- [本文]:
•••••
礼拝説教要旨(2019.04.21)  
神の畑   =イースター礼拝=
(コリント人への手紙第一15:1-8)  横田俊樹牧師

<福音の根幹:十字架と復活の事実>
使徒パウロは、コリントの兄弟姉妹たちに改めて「福音」を知らせましょう、と言って、このイエス様が十字架にかかられた事と、そして復活された事を書いた。もちろん彼らはすでに聞いていたし、受け入れていたはずだが、いつの間にか、その大事な所からそれてしまった人たちがいた。それは枝葉の事ではなくて、福音の根幹に関わる、放っておけない、重大な問題だった。それでパウロは改めて「福音」をここで語る必要があったのであろう。1節「それによって立っている福音」と言う事は、別な言い方をすれば、この福音から逸れたら、倒れるという事。そういう死活問題だと言う事。2節でも同様、パウロが宣べ伝えた福音から右にも左にも逸れず、この福音に留まれば、この福音によって救われる。ここから逸れたら、救われない、すなわち滅びと、事の重大さを確認する。
では、その福音とは何ぞや?という事が3-5節に簡潔に書いてある。一言で言えば、イエス・キリストの十字架と復活という事実。これが最も大切な事だと言う。勿論他にも大切な事はあるが、ギリギリまでそぎ落としてそぎ落として、最後に残るもの、一番大切な事は、これだと言うのである。葬られたというのは、キリストが本当に死なれたという事を確認させるもの。ケパに現れ云々というのも、キリストが本当に復活された事を確認させるものである。キリストが十字架にかけられたのが歴史的な事実であるのと同じように、キリストが復活されたのも歴史的な事実。両方とも同じように、この歴史の中で、事実、起った出来事だと。そしてそれが福音の核心中の核心。この「事実」こそが、最も大切だというのである。
•••••
- [課題一覧]:
(a) 次の(i)〜(iii)の記述が説教要旨の内容と合致するかどうかを判定し、それぞれ「はい」か「いいえ」で答えたうえで、根拠となる説教要旨の語句をそのまま引用してください。
(i) パウロが改めて福音を語ったのは、福音の大事な所から逸れた人たちがいたためとされている。
(ii) 福音とは何かは4-6節に簡潔に書かれているとされている。
(iii) 「葬られた」という記述は、キリストが本当に復活されたことを確認させるものとされている。
(b) 説教要旨に基づき、次の問いに答えてください。
(i) この説教は何年何月何日のものですか。
(ii) 取り上げられている聖書の箇所はどこですか。
(iii) 福音を一言で言えば何であるとされていますか。
(c) 説教要旨の最後の文に続く部分を書き継いでください。

名前付き対象の指示項目
•••••
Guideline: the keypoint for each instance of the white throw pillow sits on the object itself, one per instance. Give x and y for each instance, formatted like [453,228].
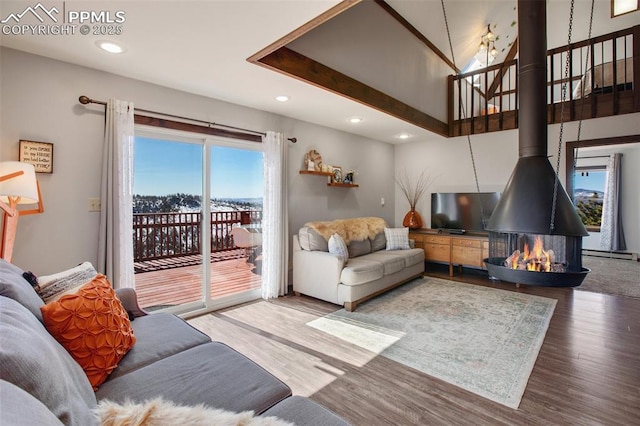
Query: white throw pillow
[397,238]
[338,247]
[52,287]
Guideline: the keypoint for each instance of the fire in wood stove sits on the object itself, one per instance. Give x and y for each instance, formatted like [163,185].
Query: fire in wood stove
[536,259]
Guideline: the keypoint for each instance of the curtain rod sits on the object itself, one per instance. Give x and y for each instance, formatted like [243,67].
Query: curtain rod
[593,156]
[84,100]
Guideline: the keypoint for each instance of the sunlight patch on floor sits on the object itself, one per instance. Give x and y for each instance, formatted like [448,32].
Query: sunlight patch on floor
[365,336]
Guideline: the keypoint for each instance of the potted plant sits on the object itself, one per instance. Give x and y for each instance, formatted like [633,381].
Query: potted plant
[413,190]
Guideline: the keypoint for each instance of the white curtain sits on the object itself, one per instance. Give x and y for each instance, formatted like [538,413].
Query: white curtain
[611,233]
[275,218]
[115,251]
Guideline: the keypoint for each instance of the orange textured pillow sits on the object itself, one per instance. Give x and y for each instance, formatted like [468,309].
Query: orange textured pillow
[93,326]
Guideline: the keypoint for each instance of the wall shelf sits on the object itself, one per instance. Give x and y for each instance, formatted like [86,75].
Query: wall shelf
[310,172]
[342,185]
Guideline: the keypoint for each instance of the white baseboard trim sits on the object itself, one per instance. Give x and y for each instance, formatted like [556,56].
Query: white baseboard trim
[610,254]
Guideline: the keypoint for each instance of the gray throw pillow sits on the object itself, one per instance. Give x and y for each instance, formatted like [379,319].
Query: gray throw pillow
[33,360]
[379,242]
[14,286]
[312,241]
[359,248]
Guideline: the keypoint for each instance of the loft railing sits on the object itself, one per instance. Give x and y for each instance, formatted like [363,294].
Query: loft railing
[486,100]
[164,235]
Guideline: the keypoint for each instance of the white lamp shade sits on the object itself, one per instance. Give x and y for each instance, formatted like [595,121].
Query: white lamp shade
[23,186]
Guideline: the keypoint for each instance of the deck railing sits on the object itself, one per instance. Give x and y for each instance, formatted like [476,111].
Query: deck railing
[164,235]
[602,81]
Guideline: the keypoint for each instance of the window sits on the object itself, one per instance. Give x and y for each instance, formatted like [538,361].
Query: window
[588,194]
[621,7]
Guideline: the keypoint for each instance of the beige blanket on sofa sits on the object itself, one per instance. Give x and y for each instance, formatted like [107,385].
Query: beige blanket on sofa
[354,229]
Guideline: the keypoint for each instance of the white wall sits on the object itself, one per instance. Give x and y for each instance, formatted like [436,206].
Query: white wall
[40,102]
[448,161]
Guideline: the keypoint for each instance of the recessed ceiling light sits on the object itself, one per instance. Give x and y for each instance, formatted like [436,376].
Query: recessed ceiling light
[109,46]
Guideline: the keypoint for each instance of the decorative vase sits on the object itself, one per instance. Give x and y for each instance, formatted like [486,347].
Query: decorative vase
[412,220]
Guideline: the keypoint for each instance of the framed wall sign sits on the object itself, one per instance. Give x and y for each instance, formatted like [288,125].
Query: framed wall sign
[40,154]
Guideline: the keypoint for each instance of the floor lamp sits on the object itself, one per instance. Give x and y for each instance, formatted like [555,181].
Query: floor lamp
[18,185]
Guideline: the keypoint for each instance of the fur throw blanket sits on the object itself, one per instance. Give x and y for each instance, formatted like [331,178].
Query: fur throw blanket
[354,229]
[158,412]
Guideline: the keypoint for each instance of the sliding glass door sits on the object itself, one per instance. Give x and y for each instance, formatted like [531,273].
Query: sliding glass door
[236,189]
[167,217]
[187,255]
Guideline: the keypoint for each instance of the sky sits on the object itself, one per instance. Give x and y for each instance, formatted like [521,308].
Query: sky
[162,167]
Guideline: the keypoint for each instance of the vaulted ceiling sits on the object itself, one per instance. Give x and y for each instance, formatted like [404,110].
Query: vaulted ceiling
[202,47]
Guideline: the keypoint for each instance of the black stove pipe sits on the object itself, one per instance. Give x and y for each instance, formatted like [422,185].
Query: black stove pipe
[532,75]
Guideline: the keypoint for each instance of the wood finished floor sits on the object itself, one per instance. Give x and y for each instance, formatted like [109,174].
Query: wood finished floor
[587,372]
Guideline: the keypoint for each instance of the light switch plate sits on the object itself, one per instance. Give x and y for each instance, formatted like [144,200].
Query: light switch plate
[95,204]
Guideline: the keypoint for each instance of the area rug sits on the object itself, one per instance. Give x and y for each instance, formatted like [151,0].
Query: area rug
[479,338]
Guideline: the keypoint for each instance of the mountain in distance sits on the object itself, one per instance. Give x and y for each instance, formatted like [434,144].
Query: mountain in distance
[582,194]
[187,203]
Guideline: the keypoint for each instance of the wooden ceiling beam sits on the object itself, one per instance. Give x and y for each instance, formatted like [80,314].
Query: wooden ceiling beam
[413,30]
[497,80]
[294,64]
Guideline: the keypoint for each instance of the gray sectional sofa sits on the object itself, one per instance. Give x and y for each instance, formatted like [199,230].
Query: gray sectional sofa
[370,270]
[40,383]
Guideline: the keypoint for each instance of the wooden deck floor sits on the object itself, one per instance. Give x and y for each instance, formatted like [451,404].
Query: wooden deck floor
[172,284]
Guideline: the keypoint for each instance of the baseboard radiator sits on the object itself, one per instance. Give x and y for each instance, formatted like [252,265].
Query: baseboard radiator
[611,254]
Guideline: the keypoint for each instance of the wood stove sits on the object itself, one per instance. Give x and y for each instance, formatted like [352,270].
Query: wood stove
[535,233]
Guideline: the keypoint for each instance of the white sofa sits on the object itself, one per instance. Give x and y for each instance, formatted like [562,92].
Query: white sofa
[369,271]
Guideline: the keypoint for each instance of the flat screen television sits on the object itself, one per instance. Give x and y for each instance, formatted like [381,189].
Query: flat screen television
[461,210]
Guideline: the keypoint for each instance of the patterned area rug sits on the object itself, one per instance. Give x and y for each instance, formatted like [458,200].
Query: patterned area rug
[481,339]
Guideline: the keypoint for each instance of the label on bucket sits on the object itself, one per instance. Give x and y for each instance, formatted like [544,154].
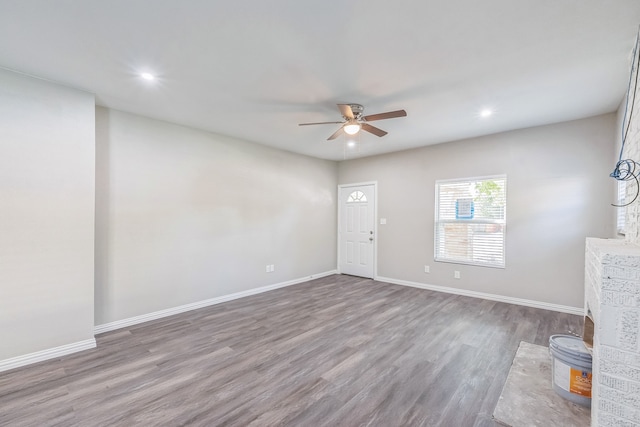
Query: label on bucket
[572,380]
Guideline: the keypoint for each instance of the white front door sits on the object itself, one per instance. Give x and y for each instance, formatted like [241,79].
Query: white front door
[356,230]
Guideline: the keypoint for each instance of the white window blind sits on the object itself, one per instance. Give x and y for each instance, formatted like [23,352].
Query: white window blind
[470,221]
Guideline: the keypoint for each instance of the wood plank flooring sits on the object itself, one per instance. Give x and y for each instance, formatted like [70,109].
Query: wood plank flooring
[337,351]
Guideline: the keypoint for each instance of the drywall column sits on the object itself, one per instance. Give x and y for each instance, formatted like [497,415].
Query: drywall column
[47,175]
[612,288]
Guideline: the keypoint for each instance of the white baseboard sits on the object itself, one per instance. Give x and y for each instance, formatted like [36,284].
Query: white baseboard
[111,326]
[510,300]
[51,353]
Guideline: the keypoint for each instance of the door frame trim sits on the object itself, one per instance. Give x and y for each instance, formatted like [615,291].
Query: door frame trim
[375,223]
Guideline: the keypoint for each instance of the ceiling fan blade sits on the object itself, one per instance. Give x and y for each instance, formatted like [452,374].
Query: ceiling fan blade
[372,129]
[319,123]
[335,134]
[346,111]
[388,115]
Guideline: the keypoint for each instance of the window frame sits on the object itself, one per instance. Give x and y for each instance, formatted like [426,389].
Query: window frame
[437,221]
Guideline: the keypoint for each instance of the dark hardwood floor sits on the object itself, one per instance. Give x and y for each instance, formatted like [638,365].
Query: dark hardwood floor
•••••
- [課題別の結果]:
(a)
(i) はい 「いつの間にか、その大事な所からそれてしまった人たちがいた」
(ii) いいえ 「3-5節に簡潔に書いてある」
(iii) いいえ 「葬られたというのは、キリストが本当に死なれたという事を確認させるもの」

(b)
(i) 2019年4月21日
(ii) コリント人への手紙第一15:1-8
(iii) イエス・キリストの十字架と復活という事実

(c)
<理屈でなく証言>
 昔から、永遠のいのち、あるいは死後のいのちがあるのか、ないのか、と言うのは、人々の重大関心事だったわけで、いろいろと理屈を述べ立てて、あると言ったり、いや、ないと言ったり、思想家たち、哲学者たちによって議論されてきたと言う。どっちももっともらしい理屈を並べるわけだが、しかし、いくら議論しても、結局、カタはつかない。五分五分といったところのようである。しかし、福音書が記録するこのキリストの復活に関しては、理屈でなくて、事実復活した、という証言なのである。あるだろう、ないだろう、という思想、哲学、そういう理屈でなく、実際に復活されたイエス様と会った、話もした、という人たちの証言集なのである。科学の世界でも、いくら優秀な人が、立派な理論を作りあげても、実験してみて違ったら、それは違う、という事になるだろう。明々白々である。理屈よりも、事実。同じように、キリストの復活も、あるはずだとか、いや、ないに決まっている、という理屈でなくて、実際にどうだったのか、証言の信ぴょう性を調べる事のほうが、意味があるであろう。なので、いくつか、キリストの復活に関する聖書の証言を確認していきたい。
(証人は複数)
まず、復活されたキリストと会ったのは、一人二人ではなくて、5節に書いてあったように12弟子たち。目撃者が12人もいたというだけでも十分だが、6節を見ると500人以上の兄弟たちに同時に現れた。一人二人だったら、もしかしたら見間違いとか、勘違い、という事もあるかもしれないが、これだけの人数が同時に勘違いというのは考えにくいだろう。
(40日の間、何回も会っている)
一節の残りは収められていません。